— WHAT YOU WILL DO —
Copy the listing below line for line, keeping every character as it is.

— DATASET RECORDS —
:::
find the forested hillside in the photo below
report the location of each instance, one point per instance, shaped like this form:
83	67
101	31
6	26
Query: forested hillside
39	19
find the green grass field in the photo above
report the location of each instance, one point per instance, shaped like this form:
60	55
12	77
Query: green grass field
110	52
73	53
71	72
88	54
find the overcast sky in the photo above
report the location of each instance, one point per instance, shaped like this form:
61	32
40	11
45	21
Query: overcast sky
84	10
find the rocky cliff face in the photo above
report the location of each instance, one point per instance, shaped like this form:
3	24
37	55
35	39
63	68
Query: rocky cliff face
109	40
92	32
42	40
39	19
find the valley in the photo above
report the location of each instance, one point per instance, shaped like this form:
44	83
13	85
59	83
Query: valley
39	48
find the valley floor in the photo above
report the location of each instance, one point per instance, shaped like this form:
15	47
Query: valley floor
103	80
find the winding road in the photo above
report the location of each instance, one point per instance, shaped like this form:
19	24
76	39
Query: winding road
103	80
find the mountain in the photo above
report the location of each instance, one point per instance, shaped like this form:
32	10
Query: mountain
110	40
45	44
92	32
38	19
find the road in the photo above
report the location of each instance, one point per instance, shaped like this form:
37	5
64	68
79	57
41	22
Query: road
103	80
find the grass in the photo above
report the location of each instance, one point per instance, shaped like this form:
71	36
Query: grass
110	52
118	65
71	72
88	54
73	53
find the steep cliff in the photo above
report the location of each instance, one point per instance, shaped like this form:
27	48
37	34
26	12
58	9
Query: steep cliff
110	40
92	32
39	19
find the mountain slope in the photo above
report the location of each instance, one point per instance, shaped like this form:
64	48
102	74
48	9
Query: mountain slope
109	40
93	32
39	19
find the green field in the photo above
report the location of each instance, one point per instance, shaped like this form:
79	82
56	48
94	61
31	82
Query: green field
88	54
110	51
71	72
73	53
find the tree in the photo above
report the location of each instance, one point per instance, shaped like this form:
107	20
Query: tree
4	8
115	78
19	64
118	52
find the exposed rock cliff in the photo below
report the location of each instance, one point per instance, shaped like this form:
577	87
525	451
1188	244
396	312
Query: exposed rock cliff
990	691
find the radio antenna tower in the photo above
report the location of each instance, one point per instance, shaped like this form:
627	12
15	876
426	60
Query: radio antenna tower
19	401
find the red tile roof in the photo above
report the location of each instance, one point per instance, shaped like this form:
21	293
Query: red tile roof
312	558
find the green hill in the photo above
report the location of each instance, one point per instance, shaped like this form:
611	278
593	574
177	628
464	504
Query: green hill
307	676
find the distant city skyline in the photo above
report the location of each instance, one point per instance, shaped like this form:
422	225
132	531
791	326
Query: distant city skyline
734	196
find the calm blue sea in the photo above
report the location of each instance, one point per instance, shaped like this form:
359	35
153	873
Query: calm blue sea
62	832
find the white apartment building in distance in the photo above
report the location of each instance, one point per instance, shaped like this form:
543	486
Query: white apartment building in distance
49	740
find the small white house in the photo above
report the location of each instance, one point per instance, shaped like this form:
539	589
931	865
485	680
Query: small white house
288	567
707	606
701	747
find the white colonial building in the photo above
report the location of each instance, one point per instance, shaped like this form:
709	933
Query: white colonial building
:::
— WRITTEN RESPONSE —
find the forested hillside in the photo below
report the location of each instance, one point per instance, shaped like this form:
83	67
101	31
6	26
Query: forested hillside
39	19
find the green grass field in the photo above
report the location of each instance, one point per instance, shaped like this form:
60	55
12	77
Query: green grass field
110	52
73	53
71	72
88	54
find the overcast sky in the photo above
report the location of each instance, one point per instance, shaped like this form:
61	32
40	11
45	21
Query: overcast sky
84	10
find the rocky cliff face in the photo above
report the location of each instance, one point per instance, shaped like this form:
3	24
37	55
35	39
63	68
Query: rocky cliff face
109	40
92	32
42	40
39	19
find the valley in the photo above
report the location of each instance, one point per instance, shaped like this form:
44	83
13	85
59	83
Query: valley
39	48
find the valley floor in the photo above
report the location of each instance, one point per instance, shaped like this form:
15	47
Query: valley floor
103	80
find the winding road in the photo above
report the location of each instance, one point per instance, shaped like this form:
19	24
76	39
Query: winding road
103	80
find the mountain in the photo above
report the location of each instance, one point per instance, shaped like this form:
32	10
Query: mountain
110	40
45	44
92	32
38	19
find the road in the photo above
report the location of each instance, one point per instance, shaped like this form:
37	5
64	68
79	57
41	22
Query: road
103	80
find the grass in the photo above
report the location of each instance, one point per instance, shaped like this form:
71	36
Query: grass
110	52
118	65
71	72
88	54
73	53
find the steep cliff in the photo above
report the location of each instance, one point per instance, shaped like this form:
27	48
37	34
26	12
58	9
Query: steep cliff
110	40
92	32
39	19
find the mountain slope in the photo above
report the location of each instance, one point per instance, shaped like this form:
64	48
102	74
48	9
Query: mountain slope
109	40
93	32
39	19
find the green field in the photo above
report the location of each instance, one point per instance, shaped like this form:
79	82
56	48
94	61
31	82
Query: green field
88	54
110	51
71	72
73	53
find the tree in the photo above
report the location of each instance, one point per instance, shaped like this form:
107	20
Query: tree
4	8
115	78
19	64
118	52
find the exposed rock cliff in the photo below
report the location of each instance, one point per instance, shaped like this form:
577	87
525	451
1188	244
396	312
Query: exposed rock cliff
990	691
find the radio antenna tower in the photo above
report the location of each instance, one point per instance, shaped like this form:
627	12
15	876
426	60
Query: radio antenna tower
19	401
find the red tile roof in the photo above
report the location of each instance, one point per instance, shaped like this form:
21	293
Query: red tile roof
312	558
find the green hill in the photo above
report the location of each instance, one point per instance, shaped like this form:
611	278
593	574
177	628
464	504
Query: green hill
307	676
find the distant city skyline in the photo above
report the location of each instance, one point per instance, shaped like this form:
422	225
132	531
791	326
Query: distant city skyline
734	196
find the calm blue sea in the photo above
report the location of each instance, one point per instance, shaped like this form:
359	35
153	873
Query: calm blue sea
62	832
find the white apartment building in distance in the photo above
report the location of each instance, one point per instance, shaped like this form:
543	486
Query: white apartment building in distance
49	740
find the small white house in the photo above
report the location of each instance, one point per instance, shaped like this form:
539	589
931	865
485	680
Query: small white house
288	567
707	606
701	747
find the white colonial building in the photo above
report the location of each instance, one point per instance, shaped like this form:
709	933
Query: white colonial building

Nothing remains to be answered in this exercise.